■ **Explore the material**:
1 - In the chemical burns text, after hydrofluoric acid penetrates tissues deeply, what does it react with?
2 - Translate this sentence from the chemical burns text into Spanish: "The first step in caring for patients with chemical burns is removal of the offending agent."
3 - Name every specific use of hydrofluoric acid that the chemical burns text lists.

■ **Text section**:
--------

The gowns and gloves readily available in the hospital are not sufficient for many substances. Most chemicals penetrate these materials immediately. Relatively inexpensive, chemical-resistant, multilayer suits are available. Furthermore, respiratory precautions may be indicated for some agents. For these reasons, both hospital and community resources may be required for safe and expedient decontamination.

Treatment

The first step in caring for patients with chemical burns is removal of the offending agent. This involves copious irrigation with several liters of either water or normal saline solution. All contaminated clothing should be removed, with care taken to ensure that health care providers are not exposed.

Directed Therapies

Specific agents are known to cause specific toxicities. If the substance is known, therapy should be directed against that toxicity (Table 190.2).

Table 190.2 Specific Therapies for Chemical Burns

AGENT SPECIFIC TOXICITY ADDITIONAL TREATMENT
Hydrofluoric acid Severe hypocalcemia and continued liquefactive necrosis Superficial wounds: calcium gluconate 2.5% gel
Deep wounds: local infiltration (10% solution) or intraarterial injection (5% solution) of calcium gluconate
Formic acid Severe acidosis Bicarbonate administration, possible exchange transfusions or hemodialysis for high serum levels and persistent acidosis
Cement (alkali burn) Persistent burns when exposed to water if not irrigated away completely Thorough irrigation
Phenol Systemic absorption causing central nervous system depression, coma, and death Because a more dilute solution is absorbed more rapidly, deep, continuous irrigation is performed until undiluted polyethylene glycol solution is available for topical application; all other treatment is supportive for systemic symptoms
White phosphorus Continued thermal burning resulting from burns on exposure to oxygen; systemic absorption causing acidosis and electrocardiographic abnormalities, possibly sudden death Removal of as much phosphorus as possible through irrigation with cool water, then placement of a solution of 5% sodium bicarbonate and 3% copper sulfate in 1% hydroxyethyl cellulose
Elemental metals (sodium, potassium) Exothermic reaction when exposed to water Wiping away of material and contacting a poison control center for disposal instructions
Nitrates Methemoglobinemia Administration of methylene blue
Monochloroacetic acid Systemic lactic acidosis Administration of dichloroacetate and possible hemodialysis
Nitrogen mustards Vesicle formation Steroid and antibiotic dressings after copious irrigation

Hydrofluoric Acid

Hydrofluoric acid is used in glass etching, automotive and industrial wheel cleaning, brick cleaning, semiconductor manufacturing, metal purification, and other industries. Immediate irrigation is indicated, as with other chemical injuries, but hydrofluoric acid can cause progressive tissue damage. Extensive exposure of an uncovered arm or leg can be fatal. Pain may be delayed but can subsequently continue for hours or days. The hydrofluoric acid ion does not dissociate but rather penetrates tissues deeply and reacts with calcium and magnesium. Hypocalcemia can result.

--------

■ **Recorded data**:
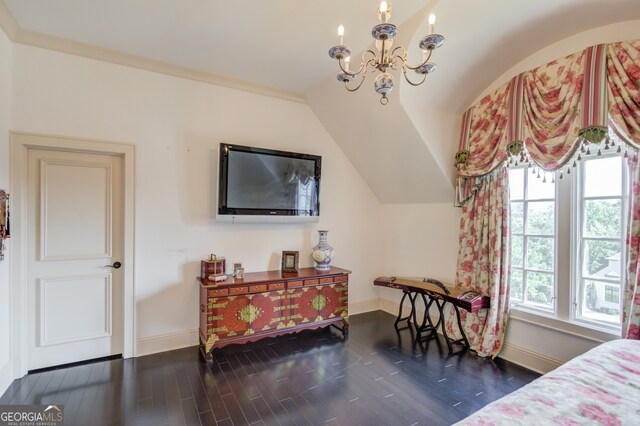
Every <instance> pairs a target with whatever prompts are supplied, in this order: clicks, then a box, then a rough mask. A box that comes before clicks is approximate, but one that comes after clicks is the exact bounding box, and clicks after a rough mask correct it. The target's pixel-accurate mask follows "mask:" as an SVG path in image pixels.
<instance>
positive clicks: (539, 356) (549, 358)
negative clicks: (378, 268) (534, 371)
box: [378, 298, 563, 374]
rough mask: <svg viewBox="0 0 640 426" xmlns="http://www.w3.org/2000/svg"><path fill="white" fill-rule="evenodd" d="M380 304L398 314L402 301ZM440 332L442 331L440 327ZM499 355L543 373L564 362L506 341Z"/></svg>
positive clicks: (517, 364) (419, 311) (405, 307)
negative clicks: (501, 350)
mask: <svg viewBox="0 0 640 426" xmlns="http://www.w3.org/2000/svg"><path fill="white" fill-rule="evenodd" d="M407 305H408V304H405V306H404V307H403V308H404V309H403V315H408V314H409V312H410V307H409V306H407ZM378 306H380V309H381V310H383V311H385V312H388V313H390V314H393V315H398V309H399V308H400V301H397V302H396V301H391V300H387V299H382V298H380V299H379V303H378ZM423 312H424V311H421V310H419V309H418V313H417V315H416V316H417V317H418V318H422V315H423ZM432 320H436V318H432ZM438 333H440V330H439V329H438ZM440 334H442V333H440ZM499 357H500V358H502V359H504V360H507V361H509V362H512V363H514V364H517V365H519V366H521V367H524V368H527V369H529V370H532V371H535V372H536V373H541V374H544V373H548V372H549V371H551V370H554V369H556V368H557V367H559V366H561V365H562V364H563V362H562V361H560V360H558V359H555V358H552V357H549V356H546V355H544V354H541V353H538V352H534V351H532V350H530V349H526V348H523V347H520V346H516V345H513V344H511V343H509V342H505V343H504V345H503V346H502V351H500V355H499Z"/></svg>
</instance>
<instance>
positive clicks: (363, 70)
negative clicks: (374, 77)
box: [338, 49, 376, 87]
mask: <svg viewBox="0 0 640 426" xmlns="http://www.w3.org/2000/svg"><path fill="white" fill-rule="evenodd" d="M367 53H371V54H372V55H373V58H371V59H369V60H368V61H365V55H366V54H367ZM375 58H376V54H375V52H374V51H372V50H371V49H369V50H367V51H365V52H364V53H363V54H362V57H361V59H360V68H358V71H356V72H355V73H353V72H350V71H347V70H345V69H344V67H343V66H342V59H338V66H339V67H340V70H341V71H342V72H343V73H345V74H347V75H350V76H352V77H356V76H358V75H360V73H361V72H362V71H365V68H366V67H367V65H368V64H369V62H371V61H373V60H375ZM365 74H366V71H365ZM358 87H359V86H358Z"/></svg>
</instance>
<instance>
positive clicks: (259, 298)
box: [199, 267, 351, 359]
mask: <svg viewBox="0 0 640 426" xmlns="http://www.w3.org/2000/svg"><path fill="white" fill-rule="evenodd" d="M350 273H351V272H350V271H347V270H345V269H341V268H336V267H331V269H329V270H326V271H319V270H317V269H315V268H301V269H300V270H299V271H298V272H295V273H287V272H281V271H268V272H252V273H246V274H245V275H244V279H241V280H238V279H234V278H232V277H229V279H227V280H225V281H220V282H217V283H214V282H212V281H209V280H206V279H199V281H200V349H201V352H202V355H203V356H204V357H205V359H211V353H210V352H211V350H212V349H214V348H220V347H223V346H226V345H229V344H232V343H246V342H251V341H255V340H259V339H262V338H264V337H269V336H277V335H281V334H286V333H293V332H296V331H299V330H304V329H310V328H319V327H327V326H331V325H334V326H336V327H337V328H338V329H340V330H341V331H342V332H343V334H346V333H347V331H348V326H349V314H348V293H349V290H348V282H349V274H350Z"/></svg>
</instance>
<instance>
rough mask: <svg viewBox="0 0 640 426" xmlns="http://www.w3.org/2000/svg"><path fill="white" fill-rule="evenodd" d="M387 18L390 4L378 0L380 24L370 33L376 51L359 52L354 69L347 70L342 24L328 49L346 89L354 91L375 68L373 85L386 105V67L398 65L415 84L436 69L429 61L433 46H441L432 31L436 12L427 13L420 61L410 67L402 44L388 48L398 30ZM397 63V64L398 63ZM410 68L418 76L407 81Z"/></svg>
mask: <svg viewBox="0 0 640 426" xmlns="http://www.w3.org/2000/svg"><path fill="white" fill-rule="evenodd" d="M390 18H391V6H390V5H389V2H387V1H384V0H383V1H381V2H380V7H379V8H378V20H380V22H381V23H380V24H378V25H376V26H374V27H373V29H372V30H371V35H372V36H373V38H374V39H375V40H376V49H377V52H375V51H373V50H371V49H368V50H367V51H365V52H364V53H363V54H362V59H361V61H360V67H359V68H358V70H357V71H355V72H352V71H351V70H350V69H349V60H350V58H351V49H349V47H347V46H345V44H344V26H342V25H340V26H339V27H338V45H337V46H333V47H332V48H331V49H329V56H330V57H331V58H333V59H337V60H338V65H339V66H340V71H341V72H340V73H339V74H338V75H337V78H338V81H342V82H344V86H345V88H346V89H347V90H348V91H350V92H355V91H356V90H358V89H359V88H360V86H362V83H363V82H364V80H365V78H366V76H367V71H368V70H369V68H371V69H372V70H373V69H377V70H378V71H379V72H380V74H379V75H378V76H377V77H376V79H375V81H374V87H375V89H376V92H378V93H379V94H380V95H381V96H382V97H381V98H380V103H381V104H382V105H386V104H387V103H388V102H389V99H388V98H387V95H388V94H389V92H391V91H392V90H393V87H394V85H395V82H394V79H393V76H392V75H391V74H389V73H388V72H387V70H388V69H389V68H390V69H392V70H397V69H398V66H399V65H400V66H401V67H402V72H403V74H404V78H405V79H406V80H407V82H408V83H409V84H411V85H412V86H419V85H421V84H422V83H424V82H425V80H426V79H427V74H430V73H432V72H434V71H435V70H436V64H434V63H433V62H429V58H431V54H432V53H433V50H434V49H437V48H438V47H440V46H442V44H443V43H444V37H443V36H441V35H440V34H436V33H435V23H436V15H433V14H431V15H430V16H429V34H428V35H426V36H424V37H423V38H422V39H421V40H420V43H419V47H420V49H421V50H422V63H421V64H419V65H417V66H415V67H412V66H410V65H409V64H407V51H406V49H405V48H404V47H402V46H397V47H395V48H394V49H393V50H391V46H393V37H395V35H396V34H397V33H398V29H397V28H396V26H395V25H393V24H391V23H389V19H390ZM398 64H399V65H398ZM408 70H411V71H414V72H415V73H416V74H418V75H421V76H422V79H419V80H418V81H415V82H414V81H411V80H410V79H409V77H408V75H407V71H408ZM358 76H360V77H361V78H360V82H359V83H358V84H357V85H356V86H355V87H350V86H349V83H351V82H352V81H354V80H356V79H357V78H358Z"/></svg>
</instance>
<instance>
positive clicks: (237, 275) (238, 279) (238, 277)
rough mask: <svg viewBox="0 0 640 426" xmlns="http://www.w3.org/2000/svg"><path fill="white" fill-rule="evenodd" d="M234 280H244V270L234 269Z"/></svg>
mask: <svg viewBox="0 0 640 426" xmlns="http://www.w3.org/2000/svg"><path fill="white" fill-rule="evenodd" d="M235 278H236V279H237V280H243V279H244V268H238V269H236V275H235Z"/></svg>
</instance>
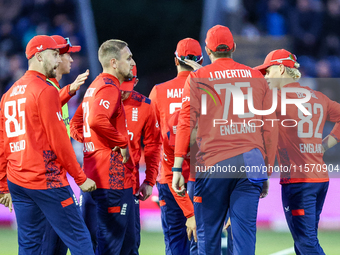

--------

■ **Results of the tasks**:
1 - Calcium and magnesium.

2 - El primer paso en la atención de los pacientes con quemaduras químicas es la eliminación del agente causante.

3 -
- Glass etching
- Automotive and industrial wheel cleaning
- Brick cleaning
- Semiconductor manufacturing
- Metal purification